* _The tasks_
**1)** Do these statements agree with the forum post below? Give yes or no for each, with the deciding words quoted. (a) The writer met the ENFP through a best friend. (b) The writer had been drinking at the birthday bar hop. (c) They saw five shooting stars in the field.
**2)** Can you write out the stretch of the forum post below from "So it begins." through "lot to experience.", switching "amusement park" to "county fair"?

* _Source_
------------------------------------------------------------
Where do I begin? *sigh*
28 y/o INFJ FTM here...and I think I've fallen for a 21 y/o female ENFP. I've tried and tried and TRIED to avoid it. I was in a 4 year relationship with an ESxx who completely stomped on my heart and ended worse than I could have ever imagined. I dated a 36 y/o female ENTP for about 6 months I guess as a rebound because she was someone who was interested and interesting. I kinda let it go on too long because I found her pretty scatterbrained and frankly, I wasn't physically attracted to her. It was just nice to be close to someone.
It's been about 6 months since that ended and 5 months since I met this ENFP. I met her through my best friend (ISFJ) who graduated high school with her.
Setting the scene:
My bestie's 21st b-day bar hop. I work at 2:30am so this is basically breakfast time for me. I see this smoking hot red head making eyes at me. I'm sober. She's had a few. She sends her bf away several times so she can talk to me. She just has to tell me that "she's attracted to me". I tell her the feeling's mutual, I appreciate the compliment but I don't get involved in anyone else's relationship.
I'm high on her compliment for a few days. We don't speak again until I notice her facebook relationship status changes to "single". Soon after she messages me her number asking me to text her + ""
So it begins.
Some of the best conversations I've ever had are with her. We've had dinner a handful of times since then. We went to an amusement park together. A whole day of standing in lines and I didn't even care if I got on a coaster - we never ran out of things to discuss. That night we stopped in a field in the middle of nowhere to look at the stars. Saw six shooting stars! It was all I could do to not put my arms around her because I'm so afraid of fucking something up.
*sigh*
I told her that after the fact. She says my self control is impressive. Damn me..
We text here and there pretty much daily. Come to find out as of recently she's still sleeping with her ex because he's a good lay. I don't care if someone's doing that but the other person ought to know where they stand. I try to put it out of my mind. She's her own person. And she's young and still has a lot to experience.
------------------------------------------------------------
* _Collected data_
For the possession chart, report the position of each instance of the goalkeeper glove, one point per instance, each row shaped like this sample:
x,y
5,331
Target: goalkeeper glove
------------------------------------------------------------
* _Completed exercise_
**1)**
(a) Yes: "I met her through my best friend (ISFJ) who graduated high school with her."
(b) No: "I'm sober."
(c) No: "Saw six shooting stars!"

**2)**
So it begins.
Some of the best conversations I've ever had are with her. We've had dinner a handful of times since then. We went to an county fair together. A whole day of standing in lines and I didn't even care if I got on a coaster - we never ran out of things to discuss. That night we stopped in a field in the middle of nowhere to look at the stars. Saw six shooting stars! It was all I could do to not put my arms around her because I'm so afraid of fucking something up.
*sigh*
I told her that after the fact. She says my self control is impressive. Damn me..
We text here and there pretty much daily. Come to find out as of recently she's still sleeping with her ex because he's a good lay. I don't care if someone's doing that but the other person ought to know where they stand. I try to put it out of my mind. She's her own person. And she's young and still has a lot to experience.